What the task requires: List every person mentioned by full name in the movie reviews below.

Selected passage:
** Begin **
I didn’t want “MILK” to run out. Not only because I knew that Harvey Milk’s assassination was impending, but because “MILK” was so absorbing in the master film making and acting unfolding before my eyes and mind. I don’t think the purpose was to have complete fun while watching this, but Gus Van Sant waves his film making wand to create his best movie, and possibly the best picture of 2008. It’s a treat and a fine tribute to a great life. I never thought Sean Penn would morph into this roll, and if you still have doubts about the man’s many great roles and talent look no further than his Harvey Milk. It’s astounding and Penn has definitely cemented himself as his generation’s finest actor with a second Oscar win. I’m ashamed to say that I didn’t know who Harvey Milk was before this movie came out, but his name should be honored up there with Dr. Martin Luther King, Jr. and others. No matter your opinion on the issues at hand, please see this movie. -djg

Monday, March 16, 2009

DJG's Weekend Watcher

Let the Right One In * * * * *
Directed by: Thomas Alfredson / 2008

Subtle-yet-striking, "Let the Right One In" is more than just one of the best vampire movies, it's a masterful work of art. Lots to chew on with this after seeing it three times in as many days.
** End **
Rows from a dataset
** Begin **
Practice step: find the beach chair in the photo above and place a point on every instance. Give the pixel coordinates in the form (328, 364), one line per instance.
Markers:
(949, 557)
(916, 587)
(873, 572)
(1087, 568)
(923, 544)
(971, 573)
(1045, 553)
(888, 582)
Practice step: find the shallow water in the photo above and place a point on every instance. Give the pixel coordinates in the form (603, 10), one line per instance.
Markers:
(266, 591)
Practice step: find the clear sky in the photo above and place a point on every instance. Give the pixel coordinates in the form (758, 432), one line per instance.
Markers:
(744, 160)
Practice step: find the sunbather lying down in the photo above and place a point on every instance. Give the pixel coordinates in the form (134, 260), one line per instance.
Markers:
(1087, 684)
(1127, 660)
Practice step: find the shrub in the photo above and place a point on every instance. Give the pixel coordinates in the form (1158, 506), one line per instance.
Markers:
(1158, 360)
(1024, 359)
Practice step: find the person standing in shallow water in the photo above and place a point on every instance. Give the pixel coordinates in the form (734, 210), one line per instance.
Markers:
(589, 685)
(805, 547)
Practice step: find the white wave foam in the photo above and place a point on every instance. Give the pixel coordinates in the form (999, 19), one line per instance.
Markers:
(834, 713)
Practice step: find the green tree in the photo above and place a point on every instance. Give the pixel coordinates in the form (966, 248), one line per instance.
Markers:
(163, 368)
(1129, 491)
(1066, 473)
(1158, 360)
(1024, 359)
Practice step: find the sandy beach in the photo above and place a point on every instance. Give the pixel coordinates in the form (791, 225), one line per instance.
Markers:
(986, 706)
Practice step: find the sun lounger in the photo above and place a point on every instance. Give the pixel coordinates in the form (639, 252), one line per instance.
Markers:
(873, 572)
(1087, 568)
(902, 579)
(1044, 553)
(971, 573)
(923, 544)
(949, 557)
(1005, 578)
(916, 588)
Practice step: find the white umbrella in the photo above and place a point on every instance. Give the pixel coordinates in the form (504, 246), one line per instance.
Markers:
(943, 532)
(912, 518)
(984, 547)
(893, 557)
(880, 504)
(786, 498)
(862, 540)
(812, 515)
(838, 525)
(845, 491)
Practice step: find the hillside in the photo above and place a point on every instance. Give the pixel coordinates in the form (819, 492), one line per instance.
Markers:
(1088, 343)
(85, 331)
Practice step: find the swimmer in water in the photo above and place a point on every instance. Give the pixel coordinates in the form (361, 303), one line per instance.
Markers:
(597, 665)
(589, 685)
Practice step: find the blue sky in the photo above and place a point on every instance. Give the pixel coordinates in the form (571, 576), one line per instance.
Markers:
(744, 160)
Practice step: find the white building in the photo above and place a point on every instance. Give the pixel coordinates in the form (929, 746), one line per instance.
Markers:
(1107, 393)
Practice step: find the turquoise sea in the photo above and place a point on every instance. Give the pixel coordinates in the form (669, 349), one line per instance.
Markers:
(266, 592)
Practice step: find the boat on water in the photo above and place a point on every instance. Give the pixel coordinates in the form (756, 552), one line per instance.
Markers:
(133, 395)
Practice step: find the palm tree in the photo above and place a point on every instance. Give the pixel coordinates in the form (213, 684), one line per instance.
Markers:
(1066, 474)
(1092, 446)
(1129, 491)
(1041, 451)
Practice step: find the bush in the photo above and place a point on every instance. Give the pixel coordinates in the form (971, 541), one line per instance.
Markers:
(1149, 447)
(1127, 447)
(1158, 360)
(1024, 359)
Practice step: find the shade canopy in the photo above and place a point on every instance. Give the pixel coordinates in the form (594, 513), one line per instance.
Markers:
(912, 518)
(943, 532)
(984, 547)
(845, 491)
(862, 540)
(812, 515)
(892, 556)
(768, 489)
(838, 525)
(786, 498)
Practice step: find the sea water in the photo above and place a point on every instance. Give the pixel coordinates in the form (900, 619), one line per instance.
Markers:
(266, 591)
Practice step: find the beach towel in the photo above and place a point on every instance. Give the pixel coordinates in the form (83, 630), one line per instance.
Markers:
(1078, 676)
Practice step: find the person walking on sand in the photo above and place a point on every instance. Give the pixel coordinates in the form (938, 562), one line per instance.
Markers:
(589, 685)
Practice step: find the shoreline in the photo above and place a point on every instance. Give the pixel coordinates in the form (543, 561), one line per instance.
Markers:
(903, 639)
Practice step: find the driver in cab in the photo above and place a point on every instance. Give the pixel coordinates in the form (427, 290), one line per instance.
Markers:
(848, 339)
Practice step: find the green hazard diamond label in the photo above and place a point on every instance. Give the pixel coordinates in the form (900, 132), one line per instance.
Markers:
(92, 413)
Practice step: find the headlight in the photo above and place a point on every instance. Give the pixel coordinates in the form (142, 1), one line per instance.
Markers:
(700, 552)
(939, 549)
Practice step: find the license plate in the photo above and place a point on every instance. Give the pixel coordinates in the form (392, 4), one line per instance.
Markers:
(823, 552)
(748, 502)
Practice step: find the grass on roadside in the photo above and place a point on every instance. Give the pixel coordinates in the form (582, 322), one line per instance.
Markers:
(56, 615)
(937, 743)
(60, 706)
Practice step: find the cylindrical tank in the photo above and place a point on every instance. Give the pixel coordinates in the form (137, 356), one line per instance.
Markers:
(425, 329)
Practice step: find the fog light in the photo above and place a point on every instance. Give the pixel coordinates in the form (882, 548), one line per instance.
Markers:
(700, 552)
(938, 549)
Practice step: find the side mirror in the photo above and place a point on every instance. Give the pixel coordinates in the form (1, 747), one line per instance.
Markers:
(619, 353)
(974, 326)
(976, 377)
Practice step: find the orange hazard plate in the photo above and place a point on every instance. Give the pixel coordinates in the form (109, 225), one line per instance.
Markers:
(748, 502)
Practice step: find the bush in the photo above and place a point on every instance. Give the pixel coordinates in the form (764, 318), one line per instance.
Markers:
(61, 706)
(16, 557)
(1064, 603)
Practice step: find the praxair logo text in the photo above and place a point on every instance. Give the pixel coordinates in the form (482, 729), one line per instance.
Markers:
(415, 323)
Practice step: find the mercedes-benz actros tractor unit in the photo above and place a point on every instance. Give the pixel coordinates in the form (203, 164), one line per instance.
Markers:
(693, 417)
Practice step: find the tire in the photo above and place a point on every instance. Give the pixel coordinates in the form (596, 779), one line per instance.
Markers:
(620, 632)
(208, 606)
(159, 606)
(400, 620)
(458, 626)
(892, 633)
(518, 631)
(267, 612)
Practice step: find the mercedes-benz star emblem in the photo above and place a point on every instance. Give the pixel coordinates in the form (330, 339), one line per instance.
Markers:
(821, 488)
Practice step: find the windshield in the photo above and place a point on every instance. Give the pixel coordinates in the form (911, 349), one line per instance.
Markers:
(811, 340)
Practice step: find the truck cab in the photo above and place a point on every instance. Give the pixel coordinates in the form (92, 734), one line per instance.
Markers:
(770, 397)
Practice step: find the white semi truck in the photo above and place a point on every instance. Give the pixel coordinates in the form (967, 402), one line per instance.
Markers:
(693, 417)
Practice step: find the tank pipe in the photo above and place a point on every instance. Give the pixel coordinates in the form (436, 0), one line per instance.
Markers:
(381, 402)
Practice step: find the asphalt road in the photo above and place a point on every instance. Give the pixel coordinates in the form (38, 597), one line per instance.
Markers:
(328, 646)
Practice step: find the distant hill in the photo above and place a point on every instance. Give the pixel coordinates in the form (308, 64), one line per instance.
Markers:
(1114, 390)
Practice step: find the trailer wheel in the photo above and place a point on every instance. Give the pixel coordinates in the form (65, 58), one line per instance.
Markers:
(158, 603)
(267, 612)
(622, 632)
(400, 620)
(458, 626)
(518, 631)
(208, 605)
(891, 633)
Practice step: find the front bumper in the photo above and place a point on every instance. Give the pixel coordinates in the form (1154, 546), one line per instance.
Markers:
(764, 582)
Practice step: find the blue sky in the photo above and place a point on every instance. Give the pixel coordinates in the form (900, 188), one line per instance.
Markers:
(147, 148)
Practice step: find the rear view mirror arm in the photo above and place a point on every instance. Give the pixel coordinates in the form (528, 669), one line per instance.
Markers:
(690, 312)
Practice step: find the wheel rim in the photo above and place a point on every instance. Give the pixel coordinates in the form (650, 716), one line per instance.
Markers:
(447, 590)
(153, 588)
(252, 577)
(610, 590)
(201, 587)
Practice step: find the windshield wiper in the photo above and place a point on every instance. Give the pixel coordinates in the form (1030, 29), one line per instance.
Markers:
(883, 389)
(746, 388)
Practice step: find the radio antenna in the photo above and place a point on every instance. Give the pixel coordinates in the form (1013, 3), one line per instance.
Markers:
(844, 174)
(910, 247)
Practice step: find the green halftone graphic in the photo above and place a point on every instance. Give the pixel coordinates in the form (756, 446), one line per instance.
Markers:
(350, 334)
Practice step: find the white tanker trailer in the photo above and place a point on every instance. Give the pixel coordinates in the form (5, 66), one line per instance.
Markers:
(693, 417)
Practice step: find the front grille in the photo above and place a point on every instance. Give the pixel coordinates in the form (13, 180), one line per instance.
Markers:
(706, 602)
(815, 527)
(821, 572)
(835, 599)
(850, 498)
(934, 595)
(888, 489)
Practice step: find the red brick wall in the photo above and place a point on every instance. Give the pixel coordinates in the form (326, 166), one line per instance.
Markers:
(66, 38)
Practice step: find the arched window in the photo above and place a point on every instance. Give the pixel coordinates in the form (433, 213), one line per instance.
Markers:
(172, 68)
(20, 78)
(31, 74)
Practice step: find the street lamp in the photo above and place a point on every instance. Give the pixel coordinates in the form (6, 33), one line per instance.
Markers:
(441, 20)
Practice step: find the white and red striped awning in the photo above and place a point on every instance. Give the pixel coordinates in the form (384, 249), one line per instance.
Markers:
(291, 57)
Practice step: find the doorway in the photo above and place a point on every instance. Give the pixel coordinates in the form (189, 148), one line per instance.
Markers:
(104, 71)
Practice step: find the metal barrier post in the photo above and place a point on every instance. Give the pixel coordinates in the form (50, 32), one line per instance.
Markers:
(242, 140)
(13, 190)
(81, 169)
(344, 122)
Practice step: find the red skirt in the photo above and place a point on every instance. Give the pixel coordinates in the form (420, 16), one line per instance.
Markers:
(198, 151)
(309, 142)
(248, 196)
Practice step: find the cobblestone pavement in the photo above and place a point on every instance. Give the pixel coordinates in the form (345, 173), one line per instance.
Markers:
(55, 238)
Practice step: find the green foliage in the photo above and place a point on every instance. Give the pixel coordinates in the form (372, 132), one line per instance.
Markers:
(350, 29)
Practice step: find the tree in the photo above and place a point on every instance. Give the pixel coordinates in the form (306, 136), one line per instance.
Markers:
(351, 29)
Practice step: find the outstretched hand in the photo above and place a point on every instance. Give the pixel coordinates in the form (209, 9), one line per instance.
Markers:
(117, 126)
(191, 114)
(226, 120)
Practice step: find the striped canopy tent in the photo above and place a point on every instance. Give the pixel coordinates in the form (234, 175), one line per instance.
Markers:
** End **
Written response: Harvey Milk, Gus Van Sant, Sean Penn, Dr. Martin Luther King, Jr., Thomas Alfredson